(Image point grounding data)
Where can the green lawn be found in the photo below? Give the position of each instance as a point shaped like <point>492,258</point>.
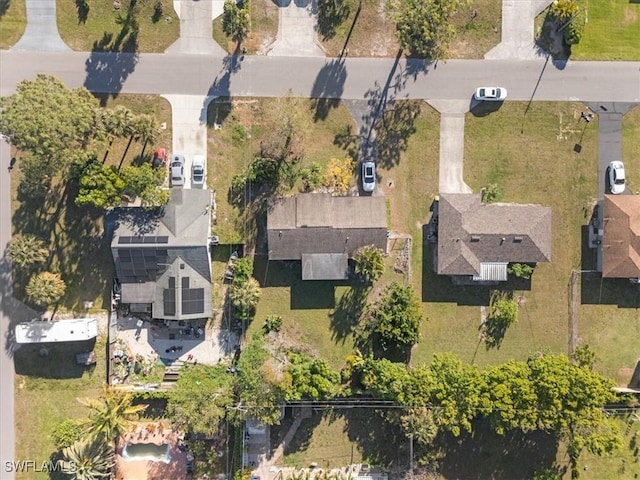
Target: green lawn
<point>104,28</point>
<point>13,21</point>
<point>611,32</point>
<point>46,389</point>
<point>373,35</point>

- Brief -
Each entry is to be returned precisely as it appears, but the pictures are to be dropped.

- Task result -
Where can the green lawn be found in the photo below? Give the position of each instance as a point shaped like <point>492,258</point>.
Target: green lawn
<point>104,28</point>
<point>13,21</point>
<point>611,32</point>
<point>46,389</point>
<point>373,35</point>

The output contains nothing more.